Copy the items below word for word, starting at the first item and ending with the line that contains "point(131, 38)". Leave the pictures out of your copy.
------------------------------------------------------------------------
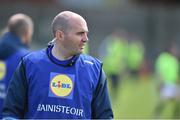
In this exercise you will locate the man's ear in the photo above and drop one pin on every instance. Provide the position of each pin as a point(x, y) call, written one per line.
point(59, 34)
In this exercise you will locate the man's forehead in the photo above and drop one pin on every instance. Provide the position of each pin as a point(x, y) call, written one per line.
point(79, 24)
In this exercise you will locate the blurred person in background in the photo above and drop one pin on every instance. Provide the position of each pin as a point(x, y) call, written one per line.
point(135, 57)
point(13, 46)
point(60, 82)
point(167, 72)
point(113, 52)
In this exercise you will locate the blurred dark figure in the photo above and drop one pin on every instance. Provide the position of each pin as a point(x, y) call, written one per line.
point(113, 52)
point(13, 45)
point(167, 71)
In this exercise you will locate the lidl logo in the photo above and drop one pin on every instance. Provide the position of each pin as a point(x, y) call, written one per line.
point(2, 70)
point(61, 85)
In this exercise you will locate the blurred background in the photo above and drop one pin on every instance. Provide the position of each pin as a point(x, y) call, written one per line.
point(131, 38)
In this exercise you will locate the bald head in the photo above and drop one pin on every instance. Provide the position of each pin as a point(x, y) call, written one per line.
point(19, 24)
point(63, 21)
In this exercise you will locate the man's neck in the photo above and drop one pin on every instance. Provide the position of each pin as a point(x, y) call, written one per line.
point(59, 53)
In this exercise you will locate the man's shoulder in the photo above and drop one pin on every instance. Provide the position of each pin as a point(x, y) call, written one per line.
point(35, 55)
point(89, 59)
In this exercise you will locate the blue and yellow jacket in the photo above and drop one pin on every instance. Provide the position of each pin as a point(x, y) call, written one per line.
point(11, 51)
point(45, 87)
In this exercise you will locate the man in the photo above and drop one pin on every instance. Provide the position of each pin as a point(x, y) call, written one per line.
point(60, 82)
point(167, 71)
point(13, 46)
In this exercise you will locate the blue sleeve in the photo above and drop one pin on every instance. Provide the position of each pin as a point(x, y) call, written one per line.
point(101, 106)
point(15, 104)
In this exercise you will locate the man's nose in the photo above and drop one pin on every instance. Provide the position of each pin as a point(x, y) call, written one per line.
point(85, 38)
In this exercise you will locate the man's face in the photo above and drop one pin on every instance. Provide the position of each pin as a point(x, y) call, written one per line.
point(76, 37)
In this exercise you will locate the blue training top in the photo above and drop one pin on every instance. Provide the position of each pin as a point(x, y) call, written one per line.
point(11, 51)
point(45, 87)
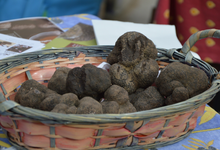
------------------------------------------------------------------------
The response ▸
In this exercise you will locate the man's ear in the photo above and drop one pin on every instance. Provide the position of each pin as a point(x, y) call, written one per line.
point(59, 34)
In this exercise you will locate the man's forehead in the photo above and drop one pin on every instance. Provide the position of each pin as a point(x, y) call, written one per line.
point(79, 24)
In this exercise you will locate the blurred person in background in the photo above and drop one pin on every instance. Provide the position of each pin as a point(x, y) call, written one per line.
point(135, 57)
point(13, 46)
point(60, 82)
point(167, 72)
point(113, 52)
In this exercise you will locate the blurred dark figure in the photo above and drop one pin on every instance. Provide the position of each pin as a point(x, y) call, written one per line.
point(113, 52)
point(13, 45)
point(167, 71)
In this exercise you will locate the lidl logo in the photo above and drop one pin on every instance. Provide the position of each pin as a point(x, y) call, written one per line.
point(2, 70)
point(61, 85)
In this exercise you will locate the blurred background in the photo above and drop one pin on every instance. Provide the position of each pin as a point(x, y) call, written one per line.
point(131, 38)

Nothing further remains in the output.